(Job): Copy the part of the data that opens with the line containing "Place one keypoint on each instance of the striped" and closes with the line containing "(1062, 323)", swapping "purple pen" for "blue pen" and keeping everything else the same.
►
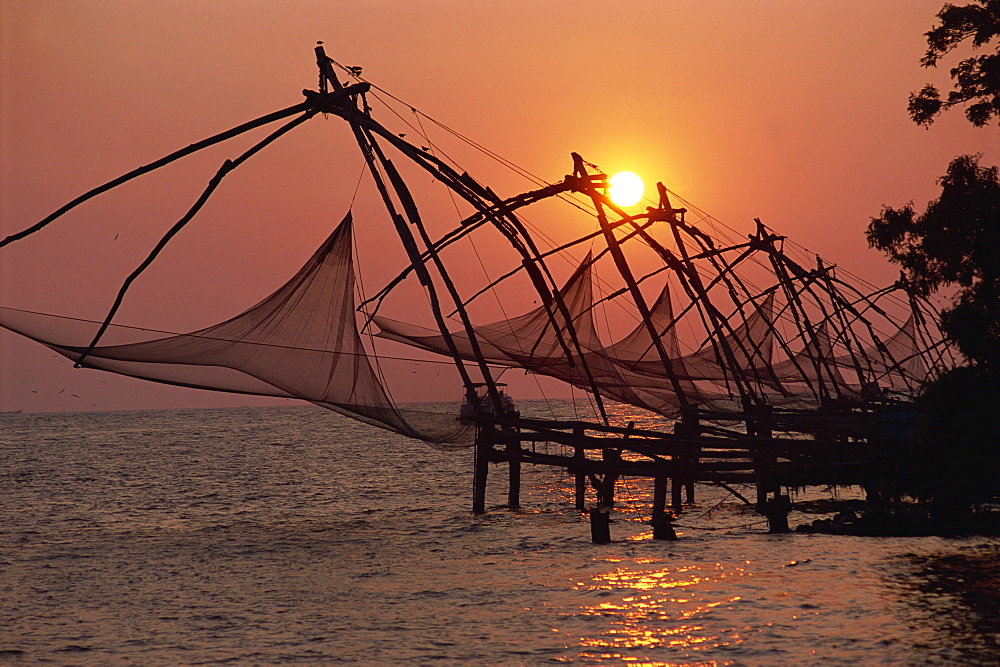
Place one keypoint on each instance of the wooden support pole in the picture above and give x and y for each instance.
(659, 497)
(606, 492)
(481, 465)
(514, 475)
(676, 486)
(581, 479)
(662, 522)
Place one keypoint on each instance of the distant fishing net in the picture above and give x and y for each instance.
(301, 342)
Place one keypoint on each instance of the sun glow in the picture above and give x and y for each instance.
(626, 188)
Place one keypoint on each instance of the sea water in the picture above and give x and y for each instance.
(294, 535)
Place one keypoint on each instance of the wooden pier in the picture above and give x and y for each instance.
(597, 455)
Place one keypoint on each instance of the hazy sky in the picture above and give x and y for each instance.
(791, 111)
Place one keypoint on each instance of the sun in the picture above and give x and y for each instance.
(626, 188)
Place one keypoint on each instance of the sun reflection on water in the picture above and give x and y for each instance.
(656, 608)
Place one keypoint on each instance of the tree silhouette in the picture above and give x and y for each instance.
(977, 78)
(954, 242)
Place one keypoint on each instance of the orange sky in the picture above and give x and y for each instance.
(790, 111)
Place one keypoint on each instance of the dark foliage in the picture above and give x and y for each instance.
(977, 78)
(954, 459)
(955, 242)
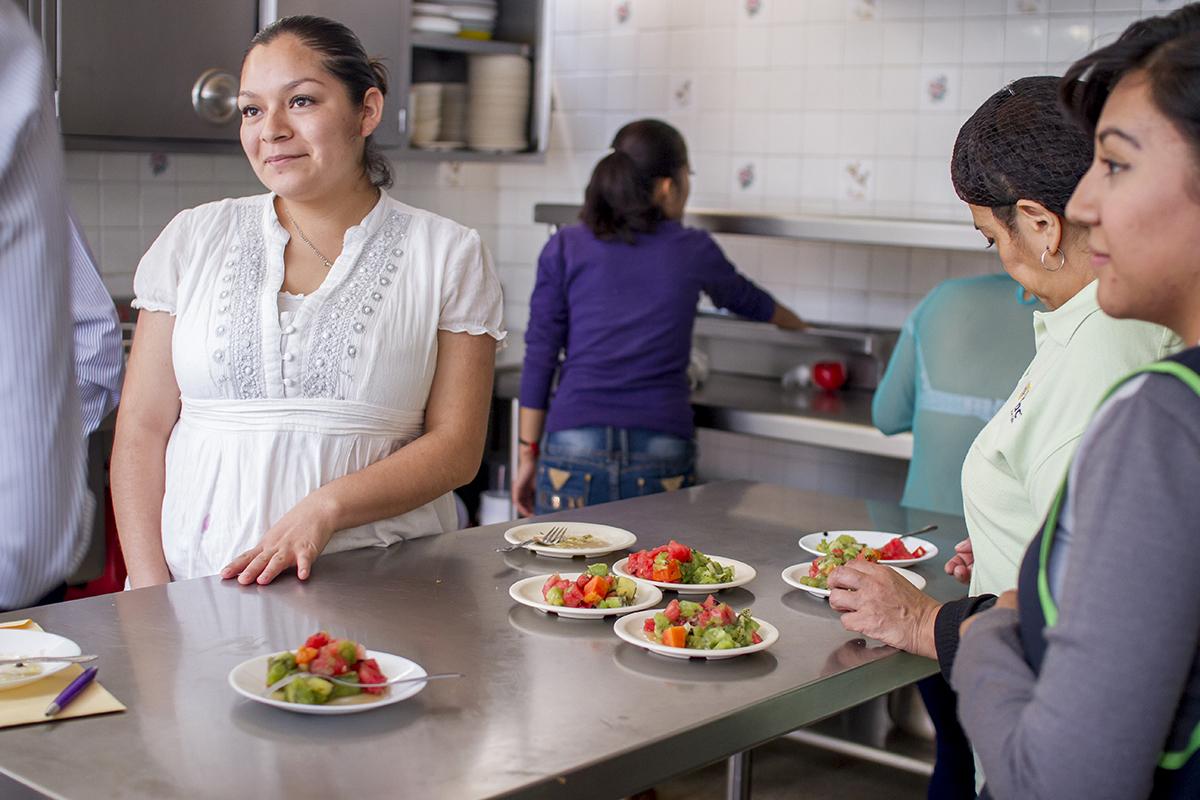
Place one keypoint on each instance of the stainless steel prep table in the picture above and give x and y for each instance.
(761, 407)
(550, 709)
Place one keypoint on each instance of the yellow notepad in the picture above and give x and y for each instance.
(27, 704)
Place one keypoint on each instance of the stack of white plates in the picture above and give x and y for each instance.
(435, 18)
(477, 17)
(425, 106)
(454, 114)
(498, 106)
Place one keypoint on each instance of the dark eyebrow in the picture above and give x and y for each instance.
(1120, 133)
(289, 86)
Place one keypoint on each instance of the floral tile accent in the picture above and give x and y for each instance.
(683, 94)
(745, 175)
(857, 180)
(864, 10)
(939, 86)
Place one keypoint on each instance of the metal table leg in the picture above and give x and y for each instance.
(737, 776)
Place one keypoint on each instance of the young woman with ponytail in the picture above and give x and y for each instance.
(618, 294)
(312, 367)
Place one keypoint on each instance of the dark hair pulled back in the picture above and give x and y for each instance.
(1167, 49)
(619, 199)
(343, 58)
(1019, 145)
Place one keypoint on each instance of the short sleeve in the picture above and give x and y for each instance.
(156, 282)
(472, 300)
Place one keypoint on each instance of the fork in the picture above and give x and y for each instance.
(27, 660)
(287, 679)
(552, 536)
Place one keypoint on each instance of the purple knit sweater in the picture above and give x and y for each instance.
(624, 316)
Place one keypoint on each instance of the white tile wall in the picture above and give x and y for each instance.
(796, 106)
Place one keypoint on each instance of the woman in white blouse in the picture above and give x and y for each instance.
(312, 367)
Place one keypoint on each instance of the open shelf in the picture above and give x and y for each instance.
(445, 43)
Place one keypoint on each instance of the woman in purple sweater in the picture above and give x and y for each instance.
(617, 295)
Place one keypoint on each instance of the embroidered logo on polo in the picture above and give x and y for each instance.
(1017, 409)
(342, 320)
(239, 308)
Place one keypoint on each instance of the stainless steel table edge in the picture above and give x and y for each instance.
(757, 725)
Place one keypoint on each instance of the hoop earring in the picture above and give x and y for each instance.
(1053, 269)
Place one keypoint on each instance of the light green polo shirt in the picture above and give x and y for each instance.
(1015, 464)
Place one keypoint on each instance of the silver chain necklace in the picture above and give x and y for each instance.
(324, 260)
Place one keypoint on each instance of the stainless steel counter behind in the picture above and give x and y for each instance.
(762, 407)
(550, 709)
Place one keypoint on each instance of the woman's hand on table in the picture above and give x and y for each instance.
(1007, 600)
(879, 602)
(295, 540)
(963, 561)
(523, 485)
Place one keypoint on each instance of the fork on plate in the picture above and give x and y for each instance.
(552, 536)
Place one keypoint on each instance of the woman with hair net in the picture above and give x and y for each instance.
(1015, 163)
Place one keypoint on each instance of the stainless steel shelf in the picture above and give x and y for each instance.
(861, 230)
(523, 157)
(445, 43)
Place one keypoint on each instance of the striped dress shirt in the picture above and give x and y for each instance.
(45, 507)
(99, 354)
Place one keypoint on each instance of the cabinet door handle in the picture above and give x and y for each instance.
(215, 96)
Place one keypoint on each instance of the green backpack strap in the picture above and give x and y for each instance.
(1170, 761)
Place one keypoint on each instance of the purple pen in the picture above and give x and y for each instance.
(71, 691)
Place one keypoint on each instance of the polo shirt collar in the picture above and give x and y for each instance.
(1062, 323)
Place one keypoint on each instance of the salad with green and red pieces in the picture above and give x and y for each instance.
(593, 589)
(675, 563)
(322, 656)
(702, 626)
(840, 551)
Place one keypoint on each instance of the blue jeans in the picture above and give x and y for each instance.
(582, 467)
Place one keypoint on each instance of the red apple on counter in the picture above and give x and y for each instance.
(829, 376)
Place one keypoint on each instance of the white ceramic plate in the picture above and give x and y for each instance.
(249, 679)
(875, 539)
(630, 629)
(613, 539)
(743, 573)
(793, 573)
(33, 643)
(527, 591)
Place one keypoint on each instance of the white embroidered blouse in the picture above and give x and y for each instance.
(275, 405)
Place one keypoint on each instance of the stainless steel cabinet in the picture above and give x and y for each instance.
(162, 74)
(150, 68)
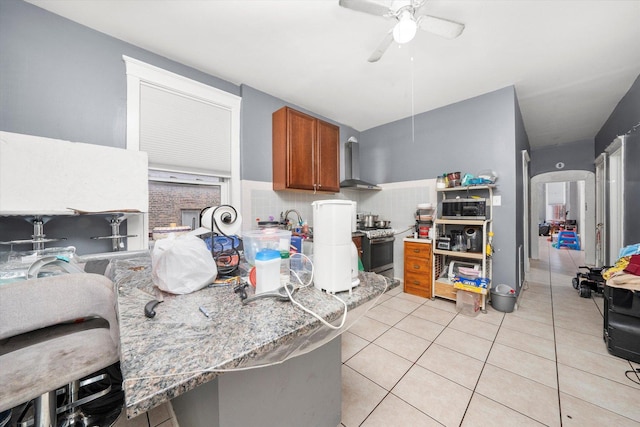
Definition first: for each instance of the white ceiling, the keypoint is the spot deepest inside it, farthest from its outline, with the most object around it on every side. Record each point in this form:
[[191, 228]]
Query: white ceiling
[[570, 61]]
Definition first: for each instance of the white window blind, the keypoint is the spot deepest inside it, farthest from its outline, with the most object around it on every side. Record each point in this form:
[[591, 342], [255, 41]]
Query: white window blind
[[183, 133]]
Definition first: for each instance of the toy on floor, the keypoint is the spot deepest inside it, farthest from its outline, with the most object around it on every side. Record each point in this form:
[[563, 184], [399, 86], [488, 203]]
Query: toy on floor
[[593, 281]]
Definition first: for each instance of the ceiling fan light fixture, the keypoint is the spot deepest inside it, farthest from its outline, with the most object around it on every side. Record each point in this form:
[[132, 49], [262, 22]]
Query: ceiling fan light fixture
[[405, 29]]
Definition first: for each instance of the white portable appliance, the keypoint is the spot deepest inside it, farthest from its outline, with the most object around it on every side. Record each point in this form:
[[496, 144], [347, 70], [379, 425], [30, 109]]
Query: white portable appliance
[[333, 246]]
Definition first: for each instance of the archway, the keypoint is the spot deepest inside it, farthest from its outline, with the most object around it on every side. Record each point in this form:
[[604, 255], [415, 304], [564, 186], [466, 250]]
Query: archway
[[587, 230]]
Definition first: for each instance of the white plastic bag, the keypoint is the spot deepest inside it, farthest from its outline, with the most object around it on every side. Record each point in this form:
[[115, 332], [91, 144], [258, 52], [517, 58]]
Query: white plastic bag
[[182, 265]]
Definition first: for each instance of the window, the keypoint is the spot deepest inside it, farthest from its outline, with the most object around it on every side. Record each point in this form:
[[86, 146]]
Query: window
[[191, 133]]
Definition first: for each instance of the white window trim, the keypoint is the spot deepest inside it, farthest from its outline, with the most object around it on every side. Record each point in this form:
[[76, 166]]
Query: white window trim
[[138, 71]]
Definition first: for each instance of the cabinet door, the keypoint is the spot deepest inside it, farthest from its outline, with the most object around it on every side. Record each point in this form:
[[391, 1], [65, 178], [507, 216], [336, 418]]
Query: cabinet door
[[358, 242], [328, 157], [302, 130], [417, 269]]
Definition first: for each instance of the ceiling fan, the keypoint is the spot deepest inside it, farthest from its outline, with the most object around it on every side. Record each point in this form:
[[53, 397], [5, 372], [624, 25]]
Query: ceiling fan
[[410, 16]]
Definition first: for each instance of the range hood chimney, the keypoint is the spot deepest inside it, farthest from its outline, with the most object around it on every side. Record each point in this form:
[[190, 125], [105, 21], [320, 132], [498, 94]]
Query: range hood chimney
[[352, 168]]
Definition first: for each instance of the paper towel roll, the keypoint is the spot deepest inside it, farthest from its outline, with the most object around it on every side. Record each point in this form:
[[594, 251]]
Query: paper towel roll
[[224, 218]]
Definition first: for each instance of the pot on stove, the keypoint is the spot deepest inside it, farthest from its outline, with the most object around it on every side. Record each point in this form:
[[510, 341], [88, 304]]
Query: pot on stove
[[369, 221], [383, 224]]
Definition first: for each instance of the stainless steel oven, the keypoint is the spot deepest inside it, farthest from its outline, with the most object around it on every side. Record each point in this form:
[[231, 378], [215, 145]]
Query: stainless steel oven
[[377, 251]]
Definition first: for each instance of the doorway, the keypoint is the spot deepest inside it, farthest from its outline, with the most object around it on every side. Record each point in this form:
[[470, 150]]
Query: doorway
[[587, 229]]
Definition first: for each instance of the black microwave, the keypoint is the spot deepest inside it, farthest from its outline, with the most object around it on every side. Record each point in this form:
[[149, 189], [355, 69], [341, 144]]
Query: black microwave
[[464, 209]]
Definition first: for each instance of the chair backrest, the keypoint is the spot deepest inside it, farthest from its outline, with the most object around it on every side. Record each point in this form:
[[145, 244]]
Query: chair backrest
[[33, 304]]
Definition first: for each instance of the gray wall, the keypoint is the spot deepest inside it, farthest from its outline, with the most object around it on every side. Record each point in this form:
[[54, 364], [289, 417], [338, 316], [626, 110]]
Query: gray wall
[[632, 189], [469, 136], [63, 80], [577, 155], [522, 144], [624, 117]]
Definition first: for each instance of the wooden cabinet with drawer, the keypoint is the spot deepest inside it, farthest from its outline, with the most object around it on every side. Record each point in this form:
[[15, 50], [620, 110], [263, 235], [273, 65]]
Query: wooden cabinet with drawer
[[417, 268]]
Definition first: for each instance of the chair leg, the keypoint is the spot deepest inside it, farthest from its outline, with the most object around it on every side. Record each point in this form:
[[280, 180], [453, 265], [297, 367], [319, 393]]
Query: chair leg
[[45, 410], [74, 416]]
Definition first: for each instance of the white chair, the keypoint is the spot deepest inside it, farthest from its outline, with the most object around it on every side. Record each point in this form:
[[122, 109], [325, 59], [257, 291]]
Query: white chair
[[54, 331]]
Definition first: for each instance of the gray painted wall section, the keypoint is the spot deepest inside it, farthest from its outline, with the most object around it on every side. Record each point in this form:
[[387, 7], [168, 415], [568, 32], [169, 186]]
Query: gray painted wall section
[[468, 136], [624, 117], [66, 81], [632, 190], [576, 155], [522, 143]]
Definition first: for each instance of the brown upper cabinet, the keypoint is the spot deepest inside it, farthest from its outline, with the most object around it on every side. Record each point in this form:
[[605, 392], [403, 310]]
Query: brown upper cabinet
[[306, 153]]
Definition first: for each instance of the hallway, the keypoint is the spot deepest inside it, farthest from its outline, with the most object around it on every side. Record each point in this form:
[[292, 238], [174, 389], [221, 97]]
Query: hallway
[[416, 362]]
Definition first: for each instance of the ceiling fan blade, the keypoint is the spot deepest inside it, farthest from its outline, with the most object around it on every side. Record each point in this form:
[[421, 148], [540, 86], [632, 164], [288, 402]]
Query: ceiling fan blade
[[366, 6], [382, 47], [440, 26]]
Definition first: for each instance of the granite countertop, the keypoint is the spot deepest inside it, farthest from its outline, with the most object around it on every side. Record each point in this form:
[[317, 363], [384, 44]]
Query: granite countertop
[[178, 349]]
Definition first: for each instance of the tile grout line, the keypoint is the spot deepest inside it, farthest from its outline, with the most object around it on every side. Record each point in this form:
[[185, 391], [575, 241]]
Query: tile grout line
[[403, 375], [555, 342]]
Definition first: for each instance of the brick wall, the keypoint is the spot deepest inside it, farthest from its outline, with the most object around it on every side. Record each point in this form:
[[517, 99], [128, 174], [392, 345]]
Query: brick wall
[[167, 200]]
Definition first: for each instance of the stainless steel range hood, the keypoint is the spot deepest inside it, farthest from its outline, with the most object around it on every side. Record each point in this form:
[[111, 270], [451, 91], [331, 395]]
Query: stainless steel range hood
[[352, 168]]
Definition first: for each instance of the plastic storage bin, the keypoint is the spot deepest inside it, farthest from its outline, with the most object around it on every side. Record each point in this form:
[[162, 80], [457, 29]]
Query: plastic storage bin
[[503, 298], [270, 238], [468, 303]]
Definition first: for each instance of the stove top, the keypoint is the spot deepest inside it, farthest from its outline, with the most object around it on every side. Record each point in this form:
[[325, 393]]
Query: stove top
[[373, 233]]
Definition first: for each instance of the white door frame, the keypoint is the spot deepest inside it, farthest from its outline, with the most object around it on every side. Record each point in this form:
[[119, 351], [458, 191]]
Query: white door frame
[[525, 199], [587, 230], [601, 211]]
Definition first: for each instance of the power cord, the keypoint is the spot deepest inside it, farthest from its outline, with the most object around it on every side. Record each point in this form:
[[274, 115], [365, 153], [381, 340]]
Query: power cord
[[635, 371], [303, 285]]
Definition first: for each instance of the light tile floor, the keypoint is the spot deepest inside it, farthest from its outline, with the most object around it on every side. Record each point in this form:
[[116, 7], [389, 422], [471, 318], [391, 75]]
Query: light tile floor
[[417, 362]]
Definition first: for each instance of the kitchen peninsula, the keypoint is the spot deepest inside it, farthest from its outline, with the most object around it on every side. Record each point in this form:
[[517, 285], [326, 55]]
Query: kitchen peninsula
[[180, 353]]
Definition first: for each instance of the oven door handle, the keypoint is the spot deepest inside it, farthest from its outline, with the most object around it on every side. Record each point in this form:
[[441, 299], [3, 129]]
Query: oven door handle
[[380, 240]]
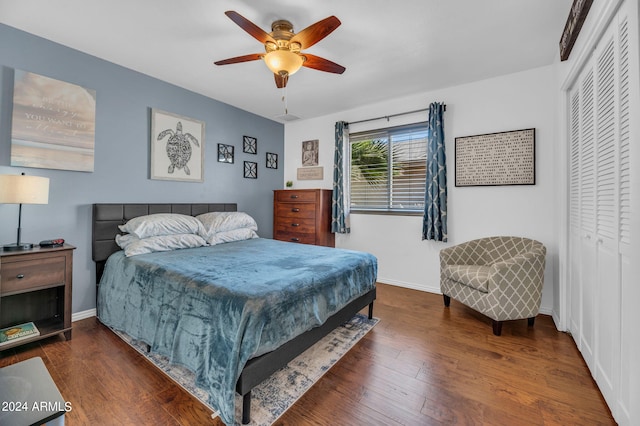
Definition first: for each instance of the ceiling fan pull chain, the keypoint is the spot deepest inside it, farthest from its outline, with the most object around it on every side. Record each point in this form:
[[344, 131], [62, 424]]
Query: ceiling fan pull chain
[[284, 99]]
◄
(Solution):
Place one keypoint on each instance of the striped dress shirt in the picture above and give x and y for each instance.
(45, 507)
(99, 354)
Place one keypoint on each instance of the cabinet door handle in the picture above and give x and y for each instance.
(215, 96)
Place one keypoint on each instance of the green backpack strap in the picture above and give x and y for each instance.
(1170, 761)
Place one keypoint on each instance of the blue pen in the picture above and give x and y for each instance.
(71, 691)
Place one keypoint on each instance of the polo shirt collar in the picture above and give x and y for each instance.
(1062, 323)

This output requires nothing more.